**What to do**
Only the pictures are to be dropped; the rest of the data below is to be duplicated exactly.
####################
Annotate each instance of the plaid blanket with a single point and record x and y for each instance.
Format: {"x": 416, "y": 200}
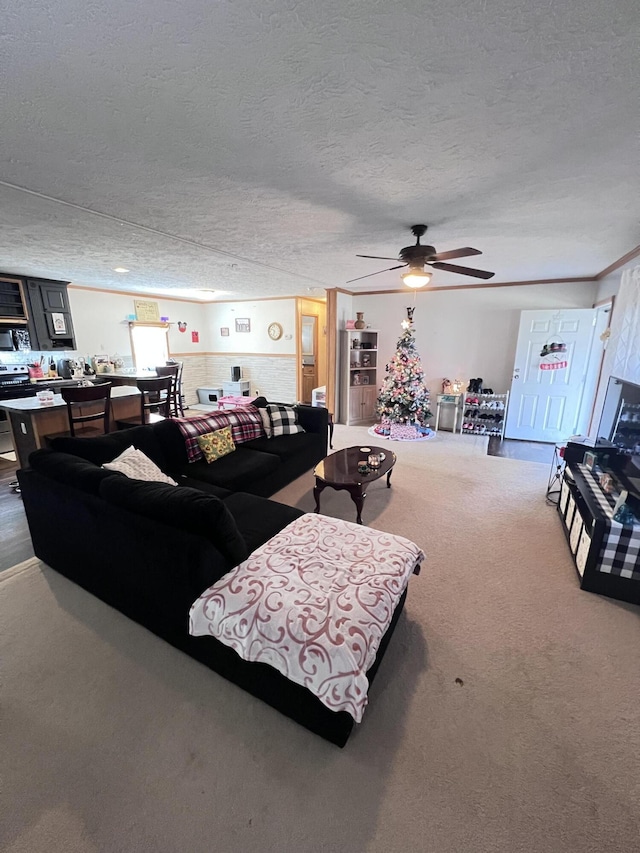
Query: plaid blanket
{"x": 245, "y": 423}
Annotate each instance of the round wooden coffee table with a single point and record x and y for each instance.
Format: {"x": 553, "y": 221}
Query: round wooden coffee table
{"x": 340, "y": 471}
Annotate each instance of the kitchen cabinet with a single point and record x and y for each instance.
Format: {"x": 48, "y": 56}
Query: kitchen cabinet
{"x": 13, "y": 304}
{"x": 50, "y": 324}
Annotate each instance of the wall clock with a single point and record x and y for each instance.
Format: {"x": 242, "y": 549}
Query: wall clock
{"x": 275, "y": 331}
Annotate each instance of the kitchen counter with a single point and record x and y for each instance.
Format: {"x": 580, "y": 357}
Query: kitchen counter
{"x": 31, "y": 421}
{"x": 32, "y": 404}
{"x": 122, "y": 378}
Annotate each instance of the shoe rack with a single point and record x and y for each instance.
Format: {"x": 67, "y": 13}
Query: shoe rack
{"x": 484, "y": 414}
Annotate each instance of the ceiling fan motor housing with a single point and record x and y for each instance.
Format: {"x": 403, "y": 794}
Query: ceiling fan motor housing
{"x": 417, "y": 254}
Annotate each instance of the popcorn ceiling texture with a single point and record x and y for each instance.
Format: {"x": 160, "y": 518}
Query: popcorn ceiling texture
{"x": 274, "y": 141}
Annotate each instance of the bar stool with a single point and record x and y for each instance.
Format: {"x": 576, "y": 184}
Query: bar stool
{"x": 175, "y": 404}
{"x": 154, "y": 398}
{"x": 86, "y": 404}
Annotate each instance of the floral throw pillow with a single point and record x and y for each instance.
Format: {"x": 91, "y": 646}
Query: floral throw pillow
{"x": 216, "y": 444}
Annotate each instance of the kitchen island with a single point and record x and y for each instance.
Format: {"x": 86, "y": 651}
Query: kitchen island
{"x": 123, "y": 378}
{"x": 31, "y": 421}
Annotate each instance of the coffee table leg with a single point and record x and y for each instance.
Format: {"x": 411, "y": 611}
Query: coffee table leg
{"x": 317, "y": 490}
{"x": 357, "y": 496}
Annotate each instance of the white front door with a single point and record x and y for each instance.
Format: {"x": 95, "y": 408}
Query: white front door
{"x": 552, "y": 359}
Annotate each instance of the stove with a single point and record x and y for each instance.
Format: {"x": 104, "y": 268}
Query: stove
{"x": 15, "y": 382}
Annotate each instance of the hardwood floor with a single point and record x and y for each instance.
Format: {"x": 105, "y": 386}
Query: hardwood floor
{"x": 16, "y": 541}
{"x": 528, "y": 451}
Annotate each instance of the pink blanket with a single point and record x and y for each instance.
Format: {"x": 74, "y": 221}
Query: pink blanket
{"x": 313, "y": 602}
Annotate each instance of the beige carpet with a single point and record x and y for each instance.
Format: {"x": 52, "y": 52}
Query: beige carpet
{"x": 505, "y": 716}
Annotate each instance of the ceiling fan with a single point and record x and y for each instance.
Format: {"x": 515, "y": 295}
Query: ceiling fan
{"x": 418, "y": 256}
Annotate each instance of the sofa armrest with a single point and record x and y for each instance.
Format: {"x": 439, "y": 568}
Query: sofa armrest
{"x": 313, "y": 419}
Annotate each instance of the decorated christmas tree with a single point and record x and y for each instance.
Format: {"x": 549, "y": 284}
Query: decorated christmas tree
{"x": 403, "y": 398}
####################
**Response box**
Annotate each instance of the plaid blanket with a single point and record x and y for each instance.
Format: {"x": 416, "y": 200}
Query: plaid blanket
{"x": 245, "y": 423}
Annotate each instance of the round wooden coffee table with a single point and record x and y for each instance.
Format: {"x": 553, "y": 221}
Query: round wooden coffee table
{"x": 340, "y": 471}
Annotate each instance of the kitchen cabinet with a single point and record x and y for each instance.
Format: {"x": 48, "y": 56}
Query: kitchen cabinet
{"x": 13, "y": 304}
{"x": 50, "y": 324}
Annotate each instance of the wall clock with a single point and record x and y for each instance.
Format: {"x": 242, "y": 549}
Query: wall clock
{"x": 275, "y": 331}
Annotate each instance of the kitchen counter with a single point and record x and y for each instance.
Format: {"x": 580, "y": 357}
Query: kitchen counter
{"x": 31, "y": 421}
{"x": 32, "y": 404}
{"x": 122, "y": 378}
Annotate each instance of the shoe rack with a single point and record x and y for each instance.
Format: {"x": 67, "y": 13}
Query: shoe rack
{"x": 484, "y": 414}
Annotate each instance of the ceiling fan motor housing with a single point and record x and y for each instance.
Format: {"x": 403, "y": 794}
Query: ceiling fan motor housing
{"x": 417, "y": 254}
Annotate each instance of the popcorn ceiling texture with a single point and record x and y for each instance.
Format: {"x": 160, "y": 518}
Query: popcorn ceiling texture
{"x": 274, "y": 141}
Annotate each instance of the bar stool with a single point and record x and y for each instance.
Format: {"x": 576, "y": 184}
Query: bar stool
{"x": 175, "y": 404}
{"x": 154, "y": 398}
{"x": 86, "y": 404}
Annotate each instance of the floral throw pillow with a single point and record x and y for each instance.
Format: {"x": 91, "y": 646}
Query: floral throw pillow
{"x": 216, "y": 444}
Annotate each instance of the kitchen island with a single point and record x and y for each instance.
Format: {"x": 86, "y": 651}
Query: kitchen island
{"x": 123, "y": 378}
{"x": 31, "y": 421}
Annotate each instance of the coffee table leg with a single point and record x and y for each instance.
Format: {"x": 411, "y": 611}
Query: coffee table leg
{"x": 317, "y": 490}
{"x": 357, "y": 496}
Annotate each instance of the white front door with a single point and record x and y for each instance.
Format: {"x": 95, "y": 408}
Query: white front door
{"x": 552, "y": 359}
Annotate each instance of the stove with a single point and record x and y for each instance.
Format: {"x": 104, "y": 268}
Query: stove
{"x": 15, "y": 382}
Annotate each instance of the hardwood floor with a single point and record x and y for each instance.
Format: {"x": 105, "y": 386}
Query: hardwood floor
{"x": 16, "y": 541}
{"x": 528, "y": 451}
Annotate each instance of the pink blanket with a single point and record x and y for each instance.
Format: {"x": 74, "y": 221}
Query: pink blanket
{"x": 313, "y": 602}
Annotate each instance of the beige carpet with a single point and record x and y for each instance.
Format: {"x": 52, "y": 52}
Query: beige carpet
{"x": 505, "y": 716}
Annotate each instance of the ceiling fan with a single point and record x and y for each instance.
Format: {"x": 515, "y": 295}
Query: ceiling fan
{"x": 418, "y": 256}
Annotate each instance of the sofa armrest with a single point and record x and y for each instance.
Format: {"x": 439, "y": 568}
Query: sofa armrest
{"x": 313, "y": 419}
Annotate each instance of the decorated christmas tree with a single point and record x and y for each instance.
Format: {"x": 549, "y": 284}
Query: decorated christmas tree
{"x": 403, "y": 398}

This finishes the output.